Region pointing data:
□ □ □ □ □ □ □

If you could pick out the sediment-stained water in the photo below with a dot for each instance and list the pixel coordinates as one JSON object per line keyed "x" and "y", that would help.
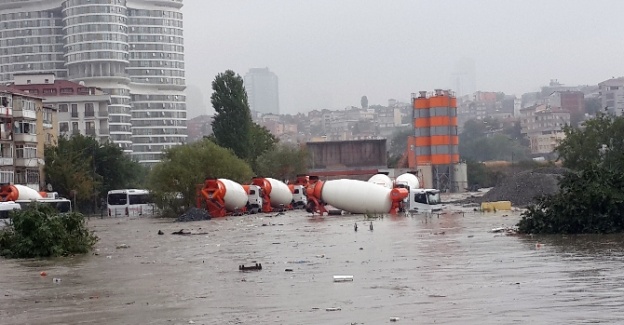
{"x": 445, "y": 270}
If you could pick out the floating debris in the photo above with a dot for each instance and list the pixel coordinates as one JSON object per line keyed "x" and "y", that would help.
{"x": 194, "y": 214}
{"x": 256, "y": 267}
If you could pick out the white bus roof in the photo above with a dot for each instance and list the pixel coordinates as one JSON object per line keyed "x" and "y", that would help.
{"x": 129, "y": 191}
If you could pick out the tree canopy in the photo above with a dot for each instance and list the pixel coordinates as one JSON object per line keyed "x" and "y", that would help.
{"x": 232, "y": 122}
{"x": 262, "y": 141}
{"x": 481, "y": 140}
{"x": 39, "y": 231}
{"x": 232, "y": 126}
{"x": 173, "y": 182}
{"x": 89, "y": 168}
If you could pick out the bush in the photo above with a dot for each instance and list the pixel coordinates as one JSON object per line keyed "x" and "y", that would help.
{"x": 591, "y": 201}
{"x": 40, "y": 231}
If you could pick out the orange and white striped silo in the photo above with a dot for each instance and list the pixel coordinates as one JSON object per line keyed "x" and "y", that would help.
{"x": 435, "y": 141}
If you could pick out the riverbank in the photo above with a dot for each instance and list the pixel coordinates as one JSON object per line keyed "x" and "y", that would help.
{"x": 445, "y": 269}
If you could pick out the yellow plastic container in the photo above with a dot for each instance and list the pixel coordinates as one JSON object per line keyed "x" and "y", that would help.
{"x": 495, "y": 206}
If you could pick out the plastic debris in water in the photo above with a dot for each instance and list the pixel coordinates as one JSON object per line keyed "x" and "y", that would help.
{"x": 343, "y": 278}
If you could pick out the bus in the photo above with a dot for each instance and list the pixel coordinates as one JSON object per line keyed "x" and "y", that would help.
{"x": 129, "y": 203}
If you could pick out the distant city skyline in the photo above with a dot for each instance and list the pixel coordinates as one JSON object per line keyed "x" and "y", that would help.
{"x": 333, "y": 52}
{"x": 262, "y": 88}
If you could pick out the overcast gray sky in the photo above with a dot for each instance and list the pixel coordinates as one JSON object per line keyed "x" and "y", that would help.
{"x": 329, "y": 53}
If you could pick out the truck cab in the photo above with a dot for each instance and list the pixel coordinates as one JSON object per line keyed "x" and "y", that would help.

□ □ □ □ □ □ □

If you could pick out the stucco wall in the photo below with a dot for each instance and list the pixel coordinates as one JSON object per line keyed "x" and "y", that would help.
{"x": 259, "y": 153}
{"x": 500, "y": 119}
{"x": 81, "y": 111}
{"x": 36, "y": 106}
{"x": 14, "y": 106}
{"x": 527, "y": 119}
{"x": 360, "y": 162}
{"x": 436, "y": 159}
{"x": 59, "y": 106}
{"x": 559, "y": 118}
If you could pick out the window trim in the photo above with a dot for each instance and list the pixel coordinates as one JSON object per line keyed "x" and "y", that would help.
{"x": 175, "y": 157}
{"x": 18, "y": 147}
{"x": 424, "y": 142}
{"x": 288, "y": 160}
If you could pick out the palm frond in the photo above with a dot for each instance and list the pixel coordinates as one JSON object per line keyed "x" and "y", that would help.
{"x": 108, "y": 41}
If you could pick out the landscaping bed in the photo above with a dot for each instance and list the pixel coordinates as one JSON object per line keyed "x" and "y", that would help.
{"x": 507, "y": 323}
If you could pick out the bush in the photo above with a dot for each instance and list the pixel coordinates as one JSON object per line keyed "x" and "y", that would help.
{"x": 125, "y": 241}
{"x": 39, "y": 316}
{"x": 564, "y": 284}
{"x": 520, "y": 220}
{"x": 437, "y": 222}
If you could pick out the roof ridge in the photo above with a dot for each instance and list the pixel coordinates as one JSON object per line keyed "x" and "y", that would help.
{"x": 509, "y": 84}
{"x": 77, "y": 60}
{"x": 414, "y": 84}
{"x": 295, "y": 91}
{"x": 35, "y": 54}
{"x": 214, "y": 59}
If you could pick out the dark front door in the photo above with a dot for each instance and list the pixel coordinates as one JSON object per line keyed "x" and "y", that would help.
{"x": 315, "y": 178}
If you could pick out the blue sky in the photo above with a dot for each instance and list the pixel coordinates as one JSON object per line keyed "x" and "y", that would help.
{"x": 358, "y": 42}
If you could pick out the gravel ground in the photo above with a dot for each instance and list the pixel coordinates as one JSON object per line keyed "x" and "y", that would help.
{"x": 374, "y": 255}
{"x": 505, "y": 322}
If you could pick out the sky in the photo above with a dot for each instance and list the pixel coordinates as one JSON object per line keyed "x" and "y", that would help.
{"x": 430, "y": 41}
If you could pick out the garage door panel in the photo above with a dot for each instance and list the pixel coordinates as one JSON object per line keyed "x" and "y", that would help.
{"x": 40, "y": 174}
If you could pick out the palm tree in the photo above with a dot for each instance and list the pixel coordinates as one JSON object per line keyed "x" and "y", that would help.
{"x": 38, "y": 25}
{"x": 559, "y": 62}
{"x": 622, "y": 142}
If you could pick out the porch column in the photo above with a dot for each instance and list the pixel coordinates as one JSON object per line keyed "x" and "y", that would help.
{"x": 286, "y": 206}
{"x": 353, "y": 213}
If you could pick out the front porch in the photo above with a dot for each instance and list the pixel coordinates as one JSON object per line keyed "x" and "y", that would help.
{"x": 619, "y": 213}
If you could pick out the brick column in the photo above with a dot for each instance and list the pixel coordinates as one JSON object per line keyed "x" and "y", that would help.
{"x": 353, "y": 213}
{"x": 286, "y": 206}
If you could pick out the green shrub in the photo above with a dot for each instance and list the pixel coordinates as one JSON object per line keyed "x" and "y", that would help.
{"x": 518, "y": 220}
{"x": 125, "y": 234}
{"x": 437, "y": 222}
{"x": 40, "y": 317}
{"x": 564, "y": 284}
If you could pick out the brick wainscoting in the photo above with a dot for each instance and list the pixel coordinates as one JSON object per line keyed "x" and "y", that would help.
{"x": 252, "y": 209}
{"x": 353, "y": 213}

□ □ □ □ □ □ □

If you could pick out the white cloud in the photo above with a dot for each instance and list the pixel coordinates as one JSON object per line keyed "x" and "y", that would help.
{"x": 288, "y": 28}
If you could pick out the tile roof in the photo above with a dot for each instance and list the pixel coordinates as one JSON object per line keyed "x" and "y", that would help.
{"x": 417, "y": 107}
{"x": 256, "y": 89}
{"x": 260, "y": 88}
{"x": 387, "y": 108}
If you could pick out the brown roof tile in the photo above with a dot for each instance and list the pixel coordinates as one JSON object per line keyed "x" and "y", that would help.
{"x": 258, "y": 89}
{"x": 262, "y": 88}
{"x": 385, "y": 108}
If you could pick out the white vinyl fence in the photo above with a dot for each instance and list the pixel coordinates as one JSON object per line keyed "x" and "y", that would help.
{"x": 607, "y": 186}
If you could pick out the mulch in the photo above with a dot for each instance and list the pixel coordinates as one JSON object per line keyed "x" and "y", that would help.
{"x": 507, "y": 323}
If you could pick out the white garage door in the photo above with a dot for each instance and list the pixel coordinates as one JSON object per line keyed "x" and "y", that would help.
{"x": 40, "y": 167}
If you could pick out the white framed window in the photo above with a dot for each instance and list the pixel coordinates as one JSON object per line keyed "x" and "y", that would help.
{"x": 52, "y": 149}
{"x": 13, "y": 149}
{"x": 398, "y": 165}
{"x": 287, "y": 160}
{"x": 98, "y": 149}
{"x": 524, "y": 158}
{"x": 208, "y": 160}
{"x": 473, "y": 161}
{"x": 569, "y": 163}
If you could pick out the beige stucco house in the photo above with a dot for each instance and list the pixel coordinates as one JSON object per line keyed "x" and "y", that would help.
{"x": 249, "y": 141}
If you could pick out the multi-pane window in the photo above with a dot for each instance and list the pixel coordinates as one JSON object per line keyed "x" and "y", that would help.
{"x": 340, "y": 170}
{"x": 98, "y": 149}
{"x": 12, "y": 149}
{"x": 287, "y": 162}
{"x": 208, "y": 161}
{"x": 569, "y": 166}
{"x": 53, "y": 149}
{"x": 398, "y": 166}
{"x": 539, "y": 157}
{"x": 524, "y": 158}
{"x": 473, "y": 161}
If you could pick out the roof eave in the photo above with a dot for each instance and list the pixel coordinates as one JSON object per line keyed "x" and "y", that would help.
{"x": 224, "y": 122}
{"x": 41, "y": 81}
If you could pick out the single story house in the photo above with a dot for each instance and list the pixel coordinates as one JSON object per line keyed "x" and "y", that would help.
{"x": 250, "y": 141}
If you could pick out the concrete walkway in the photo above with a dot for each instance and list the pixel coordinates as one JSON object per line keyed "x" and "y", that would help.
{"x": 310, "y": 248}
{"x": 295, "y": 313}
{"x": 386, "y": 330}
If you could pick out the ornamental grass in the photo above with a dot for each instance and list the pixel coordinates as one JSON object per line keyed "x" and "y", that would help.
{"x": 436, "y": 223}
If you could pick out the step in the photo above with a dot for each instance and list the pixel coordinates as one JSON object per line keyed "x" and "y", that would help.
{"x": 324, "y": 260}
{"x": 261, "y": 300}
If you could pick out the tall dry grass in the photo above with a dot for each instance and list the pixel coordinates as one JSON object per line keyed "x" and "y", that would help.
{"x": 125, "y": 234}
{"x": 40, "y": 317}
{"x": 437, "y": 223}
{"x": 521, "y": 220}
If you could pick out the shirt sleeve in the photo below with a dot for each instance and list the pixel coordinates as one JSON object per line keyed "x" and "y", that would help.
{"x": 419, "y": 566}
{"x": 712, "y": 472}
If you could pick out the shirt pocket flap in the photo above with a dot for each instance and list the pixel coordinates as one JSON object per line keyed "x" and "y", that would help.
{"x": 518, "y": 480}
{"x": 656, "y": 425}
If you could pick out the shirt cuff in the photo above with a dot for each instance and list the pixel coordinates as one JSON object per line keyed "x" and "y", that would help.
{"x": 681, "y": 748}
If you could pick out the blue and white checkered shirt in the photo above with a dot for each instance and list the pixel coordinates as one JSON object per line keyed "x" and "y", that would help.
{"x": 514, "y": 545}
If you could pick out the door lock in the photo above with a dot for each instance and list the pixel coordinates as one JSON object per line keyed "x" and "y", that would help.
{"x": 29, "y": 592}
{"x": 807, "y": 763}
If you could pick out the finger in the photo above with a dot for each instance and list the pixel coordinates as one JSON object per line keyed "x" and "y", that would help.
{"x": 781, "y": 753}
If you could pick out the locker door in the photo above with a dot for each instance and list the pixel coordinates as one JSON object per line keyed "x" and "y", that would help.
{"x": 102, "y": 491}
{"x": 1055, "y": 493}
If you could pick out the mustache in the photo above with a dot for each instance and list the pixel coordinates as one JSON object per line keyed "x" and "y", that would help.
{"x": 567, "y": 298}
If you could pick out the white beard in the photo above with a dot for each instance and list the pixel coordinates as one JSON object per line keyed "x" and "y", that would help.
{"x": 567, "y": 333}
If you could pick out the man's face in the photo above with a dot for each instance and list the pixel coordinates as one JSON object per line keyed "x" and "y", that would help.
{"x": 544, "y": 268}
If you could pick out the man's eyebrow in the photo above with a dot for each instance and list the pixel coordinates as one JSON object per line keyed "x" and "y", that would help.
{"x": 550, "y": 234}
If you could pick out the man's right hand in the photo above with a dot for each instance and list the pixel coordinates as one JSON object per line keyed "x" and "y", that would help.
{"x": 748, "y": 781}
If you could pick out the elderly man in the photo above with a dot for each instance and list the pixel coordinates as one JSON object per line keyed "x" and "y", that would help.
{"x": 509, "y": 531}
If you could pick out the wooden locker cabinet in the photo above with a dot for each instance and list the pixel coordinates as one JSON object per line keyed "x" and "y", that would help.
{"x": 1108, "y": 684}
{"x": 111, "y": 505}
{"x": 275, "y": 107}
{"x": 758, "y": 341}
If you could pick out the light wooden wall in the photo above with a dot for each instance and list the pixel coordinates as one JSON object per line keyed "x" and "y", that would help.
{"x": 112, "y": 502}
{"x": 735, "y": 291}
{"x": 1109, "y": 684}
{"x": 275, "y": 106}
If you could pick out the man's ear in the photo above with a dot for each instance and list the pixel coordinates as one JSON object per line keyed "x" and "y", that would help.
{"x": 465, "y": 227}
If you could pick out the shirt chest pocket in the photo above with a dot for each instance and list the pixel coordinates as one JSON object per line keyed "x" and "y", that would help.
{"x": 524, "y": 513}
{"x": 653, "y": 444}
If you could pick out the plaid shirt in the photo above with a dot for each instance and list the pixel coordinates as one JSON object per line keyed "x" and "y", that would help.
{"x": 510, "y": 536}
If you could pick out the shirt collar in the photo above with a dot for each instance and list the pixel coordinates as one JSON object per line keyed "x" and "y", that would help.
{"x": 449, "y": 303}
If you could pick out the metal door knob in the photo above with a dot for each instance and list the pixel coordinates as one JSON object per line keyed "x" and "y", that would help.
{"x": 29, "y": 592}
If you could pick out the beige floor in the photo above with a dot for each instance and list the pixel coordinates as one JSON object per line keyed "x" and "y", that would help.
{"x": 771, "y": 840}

□ □ □ □ □ □ □

DIRECTIONS FOR THIS TASK ▸
Return a word-for-word copy of the lines above from the one holding "If you could pick out the bus in" through the one holding "If you could pick out the truck", with both of them included and nothing besides.

RESULT OF THIS EXERCISE ▸
If you could pick out the bus in the photo above with a dot for each instance and list the pixel coordinates as one JSON object per line keyed "x" and "y", that would help.
{"x": 129, "y": 203}
If you could pick out the distant city skyline in the photo above with a dot for each instance and list the pixel coordinates as one JSON object per line keyed "x" and "y", that would help.
{"x": 333, "y": 52}
{"x": 262, "y": 88}
If you could pick out the overcast gray sky in the photo above with a dot for each instance and list the pixel coordinates as one JSON object per line keyed "x" and "y", that would help.
{"x": 329, "y": 53}
If you could pick out the truck cab in the photo above with a dot for each instance and list the pixel coordinates as one JSON object per line keyed "x" and "y", that would help.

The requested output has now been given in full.